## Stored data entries
----------

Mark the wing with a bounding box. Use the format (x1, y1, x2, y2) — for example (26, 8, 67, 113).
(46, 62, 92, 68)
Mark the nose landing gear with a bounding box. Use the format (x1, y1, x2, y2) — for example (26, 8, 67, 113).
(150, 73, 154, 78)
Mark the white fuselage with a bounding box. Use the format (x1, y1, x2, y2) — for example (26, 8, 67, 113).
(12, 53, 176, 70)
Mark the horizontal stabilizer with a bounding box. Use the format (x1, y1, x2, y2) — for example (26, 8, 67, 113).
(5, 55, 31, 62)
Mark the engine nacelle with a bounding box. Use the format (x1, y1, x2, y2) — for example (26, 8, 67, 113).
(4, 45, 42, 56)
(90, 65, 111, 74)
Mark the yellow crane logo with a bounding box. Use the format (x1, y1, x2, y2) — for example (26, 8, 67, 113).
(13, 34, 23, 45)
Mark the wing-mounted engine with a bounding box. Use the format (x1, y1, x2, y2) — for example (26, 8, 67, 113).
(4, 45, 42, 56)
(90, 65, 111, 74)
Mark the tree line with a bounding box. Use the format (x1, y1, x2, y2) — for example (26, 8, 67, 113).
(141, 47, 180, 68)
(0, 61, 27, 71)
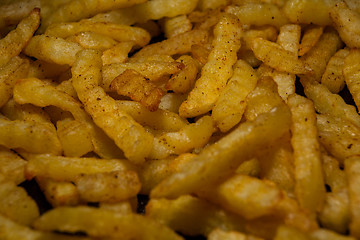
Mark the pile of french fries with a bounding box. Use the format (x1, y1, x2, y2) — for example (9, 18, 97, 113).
(1, 0, 360, 239)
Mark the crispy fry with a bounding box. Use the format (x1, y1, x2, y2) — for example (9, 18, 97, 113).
(343, 48, 360, 111)
(66, 31, 118, 50)
(298, 26, 324, 57)
(101, 41, 135, 65)
(0, 146, 26, 185)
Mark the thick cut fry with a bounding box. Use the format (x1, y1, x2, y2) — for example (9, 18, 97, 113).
(149, 115, 215, 159)
(300, 28, 343, 82)
(41, 0, 147, 30)
(301, 78, 360, 128)
(33, 206, 184, 240)
(225, 3, 289, 28)
(74, 170, 141, 203)
(0, 146, 26, 185)
(288, 94, 325, 213)
(330, 1, 360, 48)
(0, 175, 39, 226)
(179, 14, 242, 117)
(163, 15, 192, 39)
(283, 0, 336, 25)
(88, 0, 198, 26)
(165, 55, 199, 94)
(66, 31, 118, 50)
(13, 77, 124, 159)
(151, 104, 291, 199)
(0, 8, 40, 67)
(101, 41, 135, 65)
(321, 48, 349, 93)
(344, 156, 360, 238)
(131, 29, 209, 61)
(241, 25, 278, 51)
(46, 21, 151, 48)
(343, 48, 360, 111)
(0, 56, 29, 108)
(298, 26, 324, 56)
(251, 38, 312, 75)
(117, 100, 188, 132)
(25, 154, 134, 182)
(212, 59, 258, 132)
(36, 177, 82, 207)
(110, 69, 163, 111)
(56, 118, 94, 157)
(72, 49, 153, 164)
(23, 35, 84, 66)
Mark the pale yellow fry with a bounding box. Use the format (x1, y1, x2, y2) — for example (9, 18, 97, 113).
(283, 0, 335, 25)
(321, 150, 347, 192)
(28, 59, 70, 79)
(45, 21, 151, 47)
(0, 214, 91, 240)
(330, 1, 360, 48)
(72, 49, 153, 164)
(311, 228, 356, 240)
(0, 56, 29, 108)
(67, 31, 118, 50)
(321, 48, 349, 93)
(212, 59, 258, 132)
(273, 225, 309, 240)
(13, 77, 124, 159)
(0, 117, 61, 155)
(131, 29, 209, 61)
(33, 206, 184, 240)
(300, 28, 343, 82)
(88, 0, 198, 26)
(179, 14, 242, 117)
(116, 100, 188, 132)
(24, 154, 134, 182)
(251, 38, 312, 75)
(288, 94, 325, 213)
(0, 175, 39, 226)
(0, 0, 40, 29)
(102, 41, 135, 65)
(0, 146, 26, 185)
(225, 3, 289, 28)
(241, 25, 278, 51)
(343, 48, 360, 112)
(149, 115, 215, 159)
(345, 156, 360, 238)
(41, 0, 147, 30)
(0, 8, 40, 67)
(301, 78, 360, 128)
(208, 228, 263, 240)
(163, 15, 192, 39)
(23, 34, 84, 66)
(151, 104, 291, 199)
(277, 24, 301, 56)
(298, 26, 324, 56)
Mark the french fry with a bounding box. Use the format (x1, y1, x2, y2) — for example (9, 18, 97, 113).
(321, 48, 349, 93)
(179, 14, 242, 117)
(343, 48, 360, 111)
(0, 0, 40, 29)
(99, 199, 137, 215)
(207, 228, 263, 240)
(322, 152, 347, 192)
(300, 27, 343, 82)
(149, 115, 215, 159)
(151, 104, 291, 199)
(72, 49, 154, 164)
(241, 25, 278, 51)
(28, 59, 70, 79)
(212, 59, 258, 132)
(344, 156, 360, 238)
(33, 206, 184, 240)
(191, 43, 210, 65)
(273, 225, 309, 240)
(329, 1, 360, 48)
(110, 69, 164, 111)
(163, 15, 192, 39)
(24, 154, 135, 182)
(225, 3, 289, 28)
(23, 34, 84, 66)
(66, 31, 118, 50)
(0, 146, 26, 185)
(45, 21, 151, 48)
(101, 41, 135, 65)
(0, 174, 39, 226)
(288, 94, 325, 213)
(298, 26, 324, 57)
(0, 8, 40, 67)
(311, 228, 356, 240)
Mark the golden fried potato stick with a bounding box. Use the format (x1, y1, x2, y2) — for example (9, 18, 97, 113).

----------

## WHAT IS EXPECTED
Repeat the records above word for word, keeping no pictures in the copy.

## REPLY TO THE TASK
Mark the wing with a bounding box. Use the format (x1, y1, x2, y2) — for example (26, 8, 67, 113).
(46, 62, 92, 68)
Mark the nose landing gear with a bounding box. Use the format (x1, y1, x2, y2) — for example (26, 8, 67, 113).
(150, 73, 154, 78)
Mark the white fuselage with a bounding box. Use the format (x1, y1, x2, y2) — for example (26, 8, 67, 113).
(12, 53, 176, 70)
Mark the horizontal stabilizer with a bounding box. Use the format (x1, y1, x2, y2) — for example (26, 8, 67, 113).
(5, 55, 31, 62)
Mark the engine nacelle with a bounding box. Use the format (x1, y1, x2, y2) — for example (26, 8, 67, 113).
(4, 45, 42, 56)
(90, 65, 111, 74)
Mark the yellow crane logo with a bounding box. Use the format (x1, y1, x2, y2) — for example (26, 8, 67, 113).
(13, 34, 23, 45)
Mark the wing-mounted engine with a bounding box. Use the format (x1, y1, x2, y2) — for example (26, 8, 67, 113).
(4, 45, 42, 56)
(90, 65, 111, 74)
Mark the tree line with a bounding box. Use the format (x1, y1, x2, y2) — for example (26, 8, 67, 113).
(141, 47, 180, 68)
(0, 61, 27, 71)
Mark the pile of french fries with a bounding box. Use the format (x1, y1, x2, y2) — for example (9, 18, 97, 113).
(1, 0, 360, 239)
Mark the crispy fry with a bounding box. Use the format (x1, y1, x2, y2) — for example (9, 18, 97, 113).
(343, 48, 360, 111)
(66, 31, 118, 50)
(298, 26, 324, 57)
(101, 41, 135, 65)
(0, 146, 26, 185)
Mark the thick cut fry with a bounding box. Use the format (x1, y1, x2, y2) — for example (9, 18, 97, 113).
(149, 115, 215, 159)
(300, 28, 343, 82)
(41, 0, 147, 30)
(301, 78, 360, 128)
(33, 206, 184, 240)
(225, 3, 289, 28)
(74, 170, 141, 203)
(0, 146, 26, 185)
(288, 94, 325, 213)
(330, 1, 360, 48)
(0, 175, 39, 226)
(179, 14, 242, 117)
(163, 15, 192, 39)
(283, 0, 336, 25)
(88, 0, 198, 26)
(165, 55, 199, 94)
(66, 31, 118, 50)
(13, 77, 124, 159)
(151, 104, 291, 199)
(0, 8, 40, 67)
(101, 41, 135, 65)
(321, 48, 349, 93)
(344, 156, 360, 238)
(131, 29, 209, 61)
(241, 25, 278, 51)
(46, 21, 151, 48)
(343, 48, 360, 111)
(0, 56, 29, 108)
(298, 26, 324, 56)
(251, 38, 312, 75)
(117, 100, 188, 132)
(25, 154, 134, 182)
(212, 59, 258, 132)
(36, 177, 82, 207)
(110, 69, 163, 111)
(56, 118, 94, 157)
(72, 49, 153, 164)
(23, 35, 84, 66)
Mark the pale yellow fry with a bounding box. Use the format (x1, y1, x2, y2) — for example (9, 18, 97, 113).
(283, 0, 335, 25)
(321, 150, 347, 192)
(28, 59, 70, 79)
(45, 21, 151, 47)
(0, 214, 91, 240)
(330, 1, 360, 48)
(72, 49, 153, 164)
(311, 228, 356, 240)
(0, 56, 29, 108)
(67, 31, 118, 50)
(321, 48, 349, 93)
(212, 59, 258, 132)
(273, 225, 309, 240)
(13, 77, 124, 159)
(0, 117, 61, 155)
(131, 29, 209, 61)
(33, 206, 184, 240)
(300, 28, 343, 82)
(88, 0, 198, 26)
(179, 14, 242, 117)
(116, 100, 188, 132)
(24, 154, 134, 182)
(251, 38, 312, 75)
(288, 94, 325, 213)
(0, 175, 39, 226)
(0, 0, 40, 29)
(102, 41, 135, 65)
(0, 146, 26, 185)
(225, 3, 289, 28)
(241, 25, 278, 51)
(343, 48, 360, 112)
(149, 115, 215, 159)
(345, 156, 360, 238)
(41, 0, 147, 30)
(0, 8, 40, 67)
(301, 78, 360, 128)
(208, 228, 263, 240)
(163, 15, 192, 39)
(23, 34, 84, 66)
(151, 104, 291, 199)
(277, 24, 301, 56)
(298, 26, 324, 56)
Mark the french fry with a bounding box. Use the format (x1, y1, x2, y2) — for example (9, 18, 97, 113).
(321, 48, 349, 93)
(179, 14, 242, 117)
(343, 48, 360, 111)
(0, 0, 40, 29)
(99, 199, 137, 215)
(207, 228, 263, 240)
(322, 152, 347, 192)
(300, 27, 343, 82)
(149, 115, 215, 159)
(151, 104, 291, 199)
(72, 49, 154, 164)
(241, 25, 278, 51)
(28, 59, 70, 79)
(212, 59, 258, 132)
(344, 156, 360, 238)
(33, 206, 184, 240)
(191, 43, 210, 65)
(273, 225, 309, 240)
(329, 1, 360, 48)
(110, 69, 164, 111)
(163, 15, 192, 39)
(24, 154, 135, 182)
(225, 3, 289, 28)
(23, 34, 84, 66)
(66, 31, 118, 50)
(0, 146, 26, 185)
(45, 21, 151, 48)
(101, 41, 135, 65)
(0, 174, 39, 226)
(288, 94, 325, 213)
(298, 26, 324, 57)
(0, 8, 40, 67)
(311, 228, 356, 240)
Mark the golden fried potato stick with a bounding box. Use the format (x1, y1, x2, y2) — for example (9, 18, 97, 113).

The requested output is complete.